Task to complete: Revise everything from the line containing "segment --target man's" down to the end of the items, replacing "even-odd" with "nonzero" and keeping every other character the same.
>>>>
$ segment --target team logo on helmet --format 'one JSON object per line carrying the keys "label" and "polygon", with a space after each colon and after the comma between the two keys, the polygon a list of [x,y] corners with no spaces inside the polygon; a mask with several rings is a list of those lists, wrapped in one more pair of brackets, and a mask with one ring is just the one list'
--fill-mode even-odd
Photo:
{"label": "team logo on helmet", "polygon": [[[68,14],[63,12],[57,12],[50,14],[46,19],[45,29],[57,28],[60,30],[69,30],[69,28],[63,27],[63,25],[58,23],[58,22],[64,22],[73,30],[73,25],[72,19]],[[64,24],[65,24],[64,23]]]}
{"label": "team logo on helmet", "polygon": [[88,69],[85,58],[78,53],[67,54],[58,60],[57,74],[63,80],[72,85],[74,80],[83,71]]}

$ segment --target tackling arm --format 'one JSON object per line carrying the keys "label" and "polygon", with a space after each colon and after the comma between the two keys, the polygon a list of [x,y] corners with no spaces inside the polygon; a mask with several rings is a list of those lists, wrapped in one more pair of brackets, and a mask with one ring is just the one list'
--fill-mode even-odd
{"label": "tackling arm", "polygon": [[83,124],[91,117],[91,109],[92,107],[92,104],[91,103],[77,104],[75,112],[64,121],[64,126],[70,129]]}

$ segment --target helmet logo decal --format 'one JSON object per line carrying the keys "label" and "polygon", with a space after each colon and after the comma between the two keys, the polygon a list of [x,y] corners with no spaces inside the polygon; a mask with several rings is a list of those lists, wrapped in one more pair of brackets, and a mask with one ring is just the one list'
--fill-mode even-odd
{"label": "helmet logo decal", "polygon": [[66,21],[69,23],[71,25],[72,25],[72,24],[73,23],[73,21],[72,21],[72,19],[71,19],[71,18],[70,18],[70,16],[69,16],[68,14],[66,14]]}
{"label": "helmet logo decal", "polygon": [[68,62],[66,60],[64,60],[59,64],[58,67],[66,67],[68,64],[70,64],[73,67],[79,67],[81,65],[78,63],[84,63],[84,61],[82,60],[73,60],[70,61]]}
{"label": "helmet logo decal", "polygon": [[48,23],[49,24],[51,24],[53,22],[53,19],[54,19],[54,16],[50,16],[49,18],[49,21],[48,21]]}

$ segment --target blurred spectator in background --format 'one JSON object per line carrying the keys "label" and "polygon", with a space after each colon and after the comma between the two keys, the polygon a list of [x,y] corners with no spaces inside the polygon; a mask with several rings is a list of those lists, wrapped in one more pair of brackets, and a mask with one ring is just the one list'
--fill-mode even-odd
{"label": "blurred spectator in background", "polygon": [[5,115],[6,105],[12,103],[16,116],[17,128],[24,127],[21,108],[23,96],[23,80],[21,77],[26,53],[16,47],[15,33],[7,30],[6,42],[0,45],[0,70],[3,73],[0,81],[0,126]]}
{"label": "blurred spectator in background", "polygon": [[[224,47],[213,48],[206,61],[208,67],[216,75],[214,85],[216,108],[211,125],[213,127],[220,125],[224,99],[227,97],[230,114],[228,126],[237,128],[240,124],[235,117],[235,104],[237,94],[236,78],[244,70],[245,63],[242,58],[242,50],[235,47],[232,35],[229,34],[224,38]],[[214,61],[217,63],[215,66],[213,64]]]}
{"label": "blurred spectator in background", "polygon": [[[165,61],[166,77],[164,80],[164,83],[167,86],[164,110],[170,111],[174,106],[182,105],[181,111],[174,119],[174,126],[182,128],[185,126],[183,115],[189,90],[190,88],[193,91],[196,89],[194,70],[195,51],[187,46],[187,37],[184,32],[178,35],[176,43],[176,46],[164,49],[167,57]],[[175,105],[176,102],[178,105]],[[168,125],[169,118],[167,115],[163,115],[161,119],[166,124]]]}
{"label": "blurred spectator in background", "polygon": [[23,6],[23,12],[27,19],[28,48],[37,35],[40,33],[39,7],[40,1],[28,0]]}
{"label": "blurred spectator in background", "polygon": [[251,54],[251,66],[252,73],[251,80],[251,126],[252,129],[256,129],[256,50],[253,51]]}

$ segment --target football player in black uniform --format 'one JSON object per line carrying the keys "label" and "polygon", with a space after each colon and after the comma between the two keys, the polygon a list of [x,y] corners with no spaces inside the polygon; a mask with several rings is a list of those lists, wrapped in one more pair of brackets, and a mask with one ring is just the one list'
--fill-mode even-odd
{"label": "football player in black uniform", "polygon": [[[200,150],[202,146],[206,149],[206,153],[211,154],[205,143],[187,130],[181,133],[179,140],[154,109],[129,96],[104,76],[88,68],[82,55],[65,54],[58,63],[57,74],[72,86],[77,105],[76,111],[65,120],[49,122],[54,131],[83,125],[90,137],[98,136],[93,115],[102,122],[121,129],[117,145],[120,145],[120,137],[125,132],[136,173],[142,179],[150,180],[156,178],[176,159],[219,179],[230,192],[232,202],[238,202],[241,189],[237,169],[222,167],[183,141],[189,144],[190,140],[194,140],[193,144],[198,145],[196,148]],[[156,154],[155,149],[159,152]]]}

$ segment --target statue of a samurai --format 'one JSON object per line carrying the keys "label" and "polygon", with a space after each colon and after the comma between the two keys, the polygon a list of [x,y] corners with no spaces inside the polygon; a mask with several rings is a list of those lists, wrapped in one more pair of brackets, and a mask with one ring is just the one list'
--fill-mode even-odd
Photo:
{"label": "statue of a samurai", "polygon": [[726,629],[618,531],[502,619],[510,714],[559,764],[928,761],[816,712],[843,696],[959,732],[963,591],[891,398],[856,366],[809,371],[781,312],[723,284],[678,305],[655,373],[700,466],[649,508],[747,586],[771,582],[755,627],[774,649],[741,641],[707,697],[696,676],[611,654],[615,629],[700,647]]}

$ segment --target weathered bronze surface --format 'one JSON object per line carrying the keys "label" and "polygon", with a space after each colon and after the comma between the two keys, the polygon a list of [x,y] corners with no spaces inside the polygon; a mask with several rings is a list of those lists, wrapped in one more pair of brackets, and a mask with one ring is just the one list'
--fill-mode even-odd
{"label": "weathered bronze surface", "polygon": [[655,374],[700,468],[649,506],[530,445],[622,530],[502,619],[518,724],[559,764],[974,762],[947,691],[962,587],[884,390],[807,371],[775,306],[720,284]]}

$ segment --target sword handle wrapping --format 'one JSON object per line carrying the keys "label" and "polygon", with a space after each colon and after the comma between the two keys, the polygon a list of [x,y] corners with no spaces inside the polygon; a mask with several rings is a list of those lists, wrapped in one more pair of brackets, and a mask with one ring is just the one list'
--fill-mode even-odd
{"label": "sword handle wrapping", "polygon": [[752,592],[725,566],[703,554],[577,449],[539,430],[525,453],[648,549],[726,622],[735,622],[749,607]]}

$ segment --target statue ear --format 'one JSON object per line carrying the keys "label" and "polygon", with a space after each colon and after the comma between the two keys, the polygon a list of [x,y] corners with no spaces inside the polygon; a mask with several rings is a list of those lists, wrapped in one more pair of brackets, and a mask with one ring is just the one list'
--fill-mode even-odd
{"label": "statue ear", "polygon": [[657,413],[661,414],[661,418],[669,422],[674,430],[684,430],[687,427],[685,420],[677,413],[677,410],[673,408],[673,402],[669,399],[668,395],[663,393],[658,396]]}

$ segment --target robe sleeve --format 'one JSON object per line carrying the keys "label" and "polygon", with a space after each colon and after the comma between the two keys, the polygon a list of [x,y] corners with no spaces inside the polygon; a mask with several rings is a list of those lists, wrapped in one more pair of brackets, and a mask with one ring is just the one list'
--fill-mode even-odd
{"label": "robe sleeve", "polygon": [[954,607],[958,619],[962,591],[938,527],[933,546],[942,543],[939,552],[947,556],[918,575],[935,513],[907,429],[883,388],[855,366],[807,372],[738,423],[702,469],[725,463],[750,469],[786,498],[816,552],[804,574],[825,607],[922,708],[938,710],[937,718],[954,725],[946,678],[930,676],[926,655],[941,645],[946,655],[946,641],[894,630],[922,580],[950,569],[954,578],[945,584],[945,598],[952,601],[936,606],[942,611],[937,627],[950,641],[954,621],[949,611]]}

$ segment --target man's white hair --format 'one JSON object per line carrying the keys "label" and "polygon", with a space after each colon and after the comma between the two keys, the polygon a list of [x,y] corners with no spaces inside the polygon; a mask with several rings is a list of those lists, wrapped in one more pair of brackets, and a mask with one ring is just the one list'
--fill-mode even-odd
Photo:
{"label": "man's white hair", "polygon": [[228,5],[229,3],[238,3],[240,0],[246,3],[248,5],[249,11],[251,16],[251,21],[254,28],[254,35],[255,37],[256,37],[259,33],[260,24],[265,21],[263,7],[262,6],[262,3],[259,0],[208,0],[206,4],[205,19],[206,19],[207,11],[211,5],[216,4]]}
<<<<
Written reply:
$ segment --target man's white hair --format 'one JSON object per line carrying the keys "label" and "polygon", with a space after each colon and after the comma between the two keys, the polygon a list of [x,y] corners with no spaces inside the polygon; a mask with several rings is a list of those lists, wrapped in one more pair of brackets, and a mask with one ring is just the one list'
--fill-mode nonzero
Photo:
{"label": "man's white hair", "polygon": [[228,5],[229,3],[238,3],[240,0],[246,3],[248,5],[249,11],[251,16],[251,21],[254,28],[254,35],[255,37],[256,37],[259,33],[260,24],[265,21],[263,7],[262,6],[262,3],[259,0],[208,0],[206,4],[205,19],[206,19],[207,11],[211,5],[216,4]]}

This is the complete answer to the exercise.